Kei Kamara: An Athlete's Journey

It’s a long way from a dirt soccer field in a war-torn west-African nation to the perfect turf of a Major League Soccer stadium in the United States. Geographically, they’re on opposite sides of the world; experientially, they’re separate universes. Recently, sophomore Kei Kamara (Kinesiology) bridged that distance, when the Columbus Crew made him the ninth pick overall in the MLS  SuperDraft and the first person from the tiny nation of Sierra Leone to reach the top echelon of American soccer.
 
After two headline-grabbing seasons playing for the Toros men’s soccer team, Kamara, who graduated from Leuzinger High School, will now put his full-time studies on hold to play professional soccer under the guidance of former L.A. Galaxy and UCLA Bruin coach Sigi Schmid.

“It was a good feeling to finally get what you want and what you’ve been waiting for and looking forward to for so long,” says the 6-foot-3-inch, 173-pound 22-year-old. “I was not expecting to go in the first round, but I did. I’m happy.”

Kamara’s long journey across geography and culture began in 2000, when, as an 11-year civil war was winding down in Sierra Leone, he was admitted to the U.S. through an Immigration & Naturalization Service refugee program. After spending some months in Maryland with his father, a lab technician who had been in the U.S. for a few years, Kei (rhymes with “hi”) moved to California to live with his mother, a casino waitress who had immigrated to the U.S. in the early 1990s.
 
But Kamara’s journey to the top ranks of soccer started much earlier, in the small town of Kenema, where the main languages are Creole and Mende and Kamara was a self-described “soccer-crazed kid in a soccer-crazed country.” He learned the game playing barefoot against older, bigger, tougher boys in the streets and on makeshift fields, experience he credits for his success since arriving in the U.S.
 
“When you play on cement or dirt or on the street, you have to use your brain,” he says. “You have to use your speed to get around people or you get hurt. What you learn there works. You play and represent, but you avoid getting hurt.”
───
= Tasks for this exercise =
1. Set down the Kei Kamara passage word for word, from "It’s a long" to "coach Sigi Schmid.".
2. Resume the account of Kei Kamara's journey from its last sentence and carry it forward.
───
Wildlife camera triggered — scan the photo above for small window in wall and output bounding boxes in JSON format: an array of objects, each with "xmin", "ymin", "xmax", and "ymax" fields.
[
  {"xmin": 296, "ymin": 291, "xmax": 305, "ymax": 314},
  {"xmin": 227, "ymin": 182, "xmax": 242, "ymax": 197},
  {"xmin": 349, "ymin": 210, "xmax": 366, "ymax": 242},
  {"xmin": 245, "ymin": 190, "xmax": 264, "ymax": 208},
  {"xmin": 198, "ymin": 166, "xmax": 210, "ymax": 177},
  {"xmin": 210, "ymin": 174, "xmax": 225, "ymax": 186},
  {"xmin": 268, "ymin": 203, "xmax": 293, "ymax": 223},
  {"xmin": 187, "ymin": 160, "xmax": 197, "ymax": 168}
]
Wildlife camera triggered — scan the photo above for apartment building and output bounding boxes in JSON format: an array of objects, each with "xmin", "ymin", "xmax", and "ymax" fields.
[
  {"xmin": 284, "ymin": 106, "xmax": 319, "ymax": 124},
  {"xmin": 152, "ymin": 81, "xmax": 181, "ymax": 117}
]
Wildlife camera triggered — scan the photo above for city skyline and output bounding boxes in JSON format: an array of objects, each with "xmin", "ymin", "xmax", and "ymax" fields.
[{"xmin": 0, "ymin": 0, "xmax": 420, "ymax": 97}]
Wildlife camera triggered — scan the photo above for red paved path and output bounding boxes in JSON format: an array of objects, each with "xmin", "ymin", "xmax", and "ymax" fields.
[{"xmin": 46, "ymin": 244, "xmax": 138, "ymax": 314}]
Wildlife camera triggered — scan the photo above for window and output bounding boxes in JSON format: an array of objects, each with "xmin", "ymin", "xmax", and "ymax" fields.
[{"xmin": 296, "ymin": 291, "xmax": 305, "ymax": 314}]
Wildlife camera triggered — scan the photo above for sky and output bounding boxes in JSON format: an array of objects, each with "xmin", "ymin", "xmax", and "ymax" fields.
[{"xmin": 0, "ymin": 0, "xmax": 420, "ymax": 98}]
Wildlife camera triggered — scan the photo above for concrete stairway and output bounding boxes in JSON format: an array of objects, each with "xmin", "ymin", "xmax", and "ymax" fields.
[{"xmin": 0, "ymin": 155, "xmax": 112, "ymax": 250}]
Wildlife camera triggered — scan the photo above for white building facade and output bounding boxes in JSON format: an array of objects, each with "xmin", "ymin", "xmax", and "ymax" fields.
───
= Answers to the exercises =
1.
It’s a long way from a dirt soccer field in a war-torn west-African nation to the perfect turf of a Major League Soccer stadium in the United States. Geographically, they’re on opposite sides of the world; experientially, they’re separate universes. Recently, sophomore Kei Kamara (Kinesiology) bridged that distance, when the Columbus Crew made him the ninth pick overall in the MLS  SuperDraft and the first person from the tiny nation of Sierra Leone to reach the top echelon of American soccer.
 
After two headline-grabbing seasons playing for the Toros men’s soccer team, Kamara, who graduated from Leuzinger High School, will now put his full-time studies on hold to play professional soccer under the guidance of former L.A. Galaxy and UCLA Bruin coach Sigi Schmid.

2.
As the soccer ball rolled, the civil war swirled. “It was dangerous all the time,” Kamara says. “You never knew what would happen. You saw a lot of violence and lived inside of it. When the rebels would attack, we’d spend some hours or the whole day hiding inside the house. My older brothers watched out for me, and the family stuck together no matter what happened.”

To Kamara, having gone without equipment or even fields during his early soccer experience has proved a great benefit. “Look at the top players in the world,” he says. “Look at the Brazilians. They all started as dirt players. Here, you have all the opportunity to play AYSO and all that. Back there, you have your desire. You have shoes, you don’t have shoes, you still play.”

But even in those circumstances, Kamara was tending to his future. “I worked hard to stay out of trouble and hang around with the right people,” he says, adding, “I had the dream all the time in the streets.”

At Leuzinger High School, he played volleyball and basketball and starred on the soccer team that was CIF co-champion in 2002. The following year he was named Daily Breeze player of the year and was soon being recruited by CSUDH soccer coach Joe Flanagan, who quickly appreciated the skills of the lightning-quick, long-striding forward.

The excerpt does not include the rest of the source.